*TASK STATEMENT*.
The response should be the lines of the data, starting at the first and ending at the one that contains "Target: horizontal log", copied without change.

*Source records*.
^^^^^^^^
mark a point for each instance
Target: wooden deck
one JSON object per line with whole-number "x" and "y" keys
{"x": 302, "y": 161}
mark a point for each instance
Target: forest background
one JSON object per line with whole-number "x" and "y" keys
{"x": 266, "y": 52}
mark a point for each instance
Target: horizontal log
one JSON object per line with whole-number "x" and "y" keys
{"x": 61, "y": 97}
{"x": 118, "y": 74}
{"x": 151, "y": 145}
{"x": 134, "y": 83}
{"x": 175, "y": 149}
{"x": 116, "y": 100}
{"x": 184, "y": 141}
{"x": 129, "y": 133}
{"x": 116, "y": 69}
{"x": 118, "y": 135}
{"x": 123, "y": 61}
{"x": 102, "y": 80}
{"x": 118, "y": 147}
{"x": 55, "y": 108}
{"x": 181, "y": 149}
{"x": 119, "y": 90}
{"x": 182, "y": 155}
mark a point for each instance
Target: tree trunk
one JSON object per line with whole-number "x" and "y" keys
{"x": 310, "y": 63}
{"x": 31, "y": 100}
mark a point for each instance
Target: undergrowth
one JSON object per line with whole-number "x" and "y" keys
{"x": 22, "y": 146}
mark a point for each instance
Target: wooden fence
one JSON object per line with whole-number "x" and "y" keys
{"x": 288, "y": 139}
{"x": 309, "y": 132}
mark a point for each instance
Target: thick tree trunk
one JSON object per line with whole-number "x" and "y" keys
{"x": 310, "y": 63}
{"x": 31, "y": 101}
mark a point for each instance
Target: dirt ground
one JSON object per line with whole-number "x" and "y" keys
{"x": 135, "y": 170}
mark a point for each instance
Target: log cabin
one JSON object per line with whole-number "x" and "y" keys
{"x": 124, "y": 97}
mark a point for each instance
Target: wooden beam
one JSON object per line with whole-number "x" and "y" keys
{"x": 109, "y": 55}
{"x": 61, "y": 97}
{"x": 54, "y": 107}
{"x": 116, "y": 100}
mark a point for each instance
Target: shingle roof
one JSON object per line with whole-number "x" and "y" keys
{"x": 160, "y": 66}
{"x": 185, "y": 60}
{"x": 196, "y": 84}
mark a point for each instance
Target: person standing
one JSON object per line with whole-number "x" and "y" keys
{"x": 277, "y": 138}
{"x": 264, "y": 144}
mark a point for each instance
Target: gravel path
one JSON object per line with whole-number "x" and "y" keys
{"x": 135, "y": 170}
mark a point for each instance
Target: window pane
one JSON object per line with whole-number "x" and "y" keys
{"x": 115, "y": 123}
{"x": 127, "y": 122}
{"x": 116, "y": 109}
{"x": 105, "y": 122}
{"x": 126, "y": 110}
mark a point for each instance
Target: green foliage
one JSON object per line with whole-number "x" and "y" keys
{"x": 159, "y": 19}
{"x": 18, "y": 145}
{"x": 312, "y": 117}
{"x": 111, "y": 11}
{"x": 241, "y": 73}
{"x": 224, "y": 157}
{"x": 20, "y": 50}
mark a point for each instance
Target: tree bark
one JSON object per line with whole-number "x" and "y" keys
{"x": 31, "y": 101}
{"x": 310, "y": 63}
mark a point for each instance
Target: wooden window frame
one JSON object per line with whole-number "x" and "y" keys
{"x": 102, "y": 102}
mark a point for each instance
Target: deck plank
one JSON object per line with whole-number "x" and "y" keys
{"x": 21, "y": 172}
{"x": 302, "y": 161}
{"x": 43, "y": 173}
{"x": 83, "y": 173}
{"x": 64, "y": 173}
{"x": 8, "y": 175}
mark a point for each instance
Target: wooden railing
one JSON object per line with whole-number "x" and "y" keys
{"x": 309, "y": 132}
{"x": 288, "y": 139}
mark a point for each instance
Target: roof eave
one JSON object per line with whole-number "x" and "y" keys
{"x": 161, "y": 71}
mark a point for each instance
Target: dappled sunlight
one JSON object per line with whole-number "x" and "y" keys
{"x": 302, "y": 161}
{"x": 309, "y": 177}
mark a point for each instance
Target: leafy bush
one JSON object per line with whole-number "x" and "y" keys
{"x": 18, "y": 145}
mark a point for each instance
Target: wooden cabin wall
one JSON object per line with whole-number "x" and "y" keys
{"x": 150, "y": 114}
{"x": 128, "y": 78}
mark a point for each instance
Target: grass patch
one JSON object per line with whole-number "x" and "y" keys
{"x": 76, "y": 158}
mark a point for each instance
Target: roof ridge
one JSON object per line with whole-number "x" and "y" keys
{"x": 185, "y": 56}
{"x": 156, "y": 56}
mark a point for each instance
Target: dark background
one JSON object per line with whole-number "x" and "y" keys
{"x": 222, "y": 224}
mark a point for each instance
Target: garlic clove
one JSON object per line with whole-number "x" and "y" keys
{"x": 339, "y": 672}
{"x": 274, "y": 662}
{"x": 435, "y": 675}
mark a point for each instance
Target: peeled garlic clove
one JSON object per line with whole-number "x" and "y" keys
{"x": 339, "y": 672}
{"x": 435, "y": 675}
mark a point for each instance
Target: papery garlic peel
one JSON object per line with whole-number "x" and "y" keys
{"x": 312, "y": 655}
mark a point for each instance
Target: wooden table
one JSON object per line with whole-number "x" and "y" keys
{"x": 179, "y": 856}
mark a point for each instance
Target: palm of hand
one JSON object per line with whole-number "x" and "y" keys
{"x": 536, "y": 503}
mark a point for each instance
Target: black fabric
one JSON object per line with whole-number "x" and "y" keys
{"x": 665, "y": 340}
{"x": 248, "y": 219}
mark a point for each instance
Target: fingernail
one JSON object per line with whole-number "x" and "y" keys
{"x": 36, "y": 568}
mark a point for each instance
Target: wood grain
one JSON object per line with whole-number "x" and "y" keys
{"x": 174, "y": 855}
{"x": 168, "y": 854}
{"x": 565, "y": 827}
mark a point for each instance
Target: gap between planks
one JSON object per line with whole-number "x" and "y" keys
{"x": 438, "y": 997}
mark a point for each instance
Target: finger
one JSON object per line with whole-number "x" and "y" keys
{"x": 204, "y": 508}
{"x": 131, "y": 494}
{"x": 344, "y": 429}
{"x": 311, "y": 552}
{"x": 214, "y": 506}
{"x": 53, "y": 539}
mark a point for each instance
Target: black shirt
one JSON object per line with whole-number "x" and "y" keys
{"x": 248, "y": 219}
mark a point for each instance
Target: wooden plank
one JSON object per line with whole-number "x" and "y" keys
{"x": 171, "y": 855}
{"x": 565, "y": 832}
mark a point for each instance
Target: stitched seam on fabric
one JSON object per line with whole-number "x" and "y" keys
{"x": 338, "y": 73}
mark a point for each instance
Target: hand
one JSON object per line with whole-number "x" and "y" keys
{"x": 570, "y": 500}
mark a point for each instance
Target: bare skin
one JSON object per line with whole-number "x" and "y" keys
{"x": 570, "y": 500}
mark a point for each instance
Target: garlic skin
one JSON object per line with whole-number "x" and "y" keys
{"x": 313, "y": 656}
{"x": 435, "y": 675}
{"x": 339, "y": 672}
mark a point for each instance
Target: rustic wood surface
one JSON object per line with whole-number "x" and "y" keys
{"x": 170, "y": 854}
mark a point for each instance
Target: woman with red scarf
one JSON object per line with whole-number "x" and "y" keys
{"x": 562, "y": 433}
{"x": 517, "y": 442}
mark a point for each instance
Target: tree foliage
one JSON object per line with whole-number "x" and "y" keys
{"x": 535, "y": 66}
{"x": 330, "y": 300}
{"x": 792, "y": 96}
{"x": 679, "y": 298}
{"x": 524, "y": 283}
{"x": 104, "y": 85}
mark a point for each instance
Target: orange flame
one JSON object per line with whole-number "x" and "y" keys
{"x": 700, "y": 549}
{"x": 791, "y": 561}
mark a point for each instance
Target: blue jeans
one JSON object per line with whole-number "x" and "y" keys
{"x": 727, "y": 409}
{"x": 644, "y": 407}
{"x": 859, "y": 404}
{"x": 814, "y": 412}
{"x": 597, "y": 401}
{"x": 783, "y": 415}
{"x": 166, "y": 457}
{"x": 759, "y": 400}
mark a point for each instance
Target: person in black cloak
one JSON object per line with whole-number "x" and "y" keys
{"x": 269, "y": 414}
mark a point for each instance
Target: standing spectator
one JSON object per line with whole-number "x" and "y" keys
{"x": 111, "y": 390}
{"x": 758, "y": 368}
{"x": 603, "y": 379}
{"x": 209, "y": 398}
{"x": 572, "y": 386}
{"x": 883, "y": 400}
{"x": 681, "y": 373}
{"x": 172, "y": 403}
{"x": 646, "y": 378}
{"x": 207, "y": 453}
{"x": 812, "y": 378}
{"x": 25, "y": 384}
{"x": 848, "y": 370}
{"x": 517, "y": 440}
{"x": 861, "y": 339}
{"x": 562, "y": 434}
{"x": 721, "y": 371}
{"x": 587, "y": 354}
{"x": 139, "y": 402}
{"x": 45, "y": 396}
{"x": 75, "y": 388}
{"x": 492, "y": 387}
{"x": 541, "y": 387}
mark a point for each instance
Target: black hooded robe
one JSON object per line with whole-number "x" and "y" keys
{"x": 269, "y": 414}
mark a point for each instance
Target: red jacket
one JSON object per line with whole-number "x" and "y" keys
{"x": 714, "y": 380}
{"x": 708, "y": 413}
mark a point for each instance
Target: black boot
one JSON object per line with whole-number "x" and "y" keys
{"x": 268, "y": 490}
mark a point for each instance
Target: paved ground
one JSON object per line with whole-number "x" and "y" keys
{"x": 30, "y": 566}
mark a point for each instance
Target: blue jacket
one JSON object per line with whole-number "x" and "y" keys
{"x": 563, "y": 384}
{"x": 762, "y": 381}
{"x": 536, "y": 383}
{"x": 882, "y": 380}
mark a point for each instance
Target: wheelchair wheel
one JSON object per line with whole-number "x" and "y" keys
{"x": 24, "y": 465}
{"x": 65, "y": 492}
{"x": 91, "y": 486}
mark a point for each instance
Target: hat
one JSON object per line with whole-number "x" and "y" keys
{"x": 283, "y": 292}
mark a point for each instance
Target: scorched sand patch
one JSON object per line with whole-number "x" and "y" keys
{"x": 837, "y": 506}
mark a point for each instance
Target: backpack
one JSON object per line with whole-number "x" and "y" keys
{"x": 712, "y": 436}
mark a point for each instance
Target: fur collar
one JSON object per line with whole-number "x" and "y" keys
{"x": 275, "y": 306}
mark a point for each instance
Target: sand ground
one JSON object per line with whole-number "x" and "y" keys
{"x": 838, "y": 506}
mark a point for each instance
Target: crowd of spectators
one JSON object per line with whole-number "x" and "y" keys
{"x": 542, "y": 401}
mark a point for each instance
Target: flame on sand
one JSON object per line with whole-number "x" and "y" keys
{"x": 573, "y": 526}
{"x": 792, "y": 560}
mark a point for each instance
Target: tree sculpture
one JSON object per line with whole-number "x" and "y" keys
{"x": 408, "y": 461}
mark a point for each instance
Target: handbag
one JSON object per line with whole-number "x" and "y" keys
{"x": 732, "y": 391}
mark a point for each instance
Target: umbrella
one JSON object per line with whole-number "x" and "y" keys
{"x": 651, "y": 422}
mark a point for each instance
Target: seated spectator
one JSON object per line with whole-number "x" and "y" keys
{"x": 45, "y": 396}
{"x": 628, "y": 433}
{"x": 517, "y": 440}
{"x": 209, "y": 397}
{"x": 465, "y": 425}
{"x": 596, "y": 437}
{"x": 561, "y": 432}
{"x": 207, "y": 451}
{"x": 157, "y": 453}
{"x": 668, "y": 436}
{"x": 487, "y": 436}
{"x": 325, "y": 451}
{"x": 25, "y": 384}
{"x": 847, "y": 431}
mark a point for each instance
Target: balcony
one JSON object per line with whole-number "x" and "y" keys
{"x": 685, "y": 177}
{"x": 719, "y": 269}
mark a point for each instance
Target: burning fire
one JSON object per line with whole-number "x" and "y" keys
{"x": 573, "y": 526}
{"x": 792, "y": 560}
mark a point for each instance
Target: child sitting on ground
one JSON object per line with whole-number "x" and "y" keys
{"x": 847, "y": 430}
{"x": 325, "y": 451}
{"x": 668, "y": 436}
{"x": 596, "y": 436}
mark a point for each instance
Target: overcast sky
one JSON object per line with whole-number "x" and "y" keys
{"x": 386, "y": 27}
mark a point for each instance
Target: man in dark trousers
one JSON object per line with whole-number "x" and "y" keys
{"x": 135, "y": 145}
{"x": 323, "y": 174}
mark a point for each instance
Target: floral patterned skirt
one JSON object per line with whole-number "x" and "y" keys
^^^^^^^^
*SOLUTION*.
mark a point for each instance
Target: wooden deck
one JSON object per line with whole-number "x" and "y" keys
{"x": 302, "y": 161}
mark a point for each instance
Target: forest background
one JSON object per line with whole-number "x" and "y" keys
{"x": 266, "y": 52}
mark a point for each instance
Target: horizontal log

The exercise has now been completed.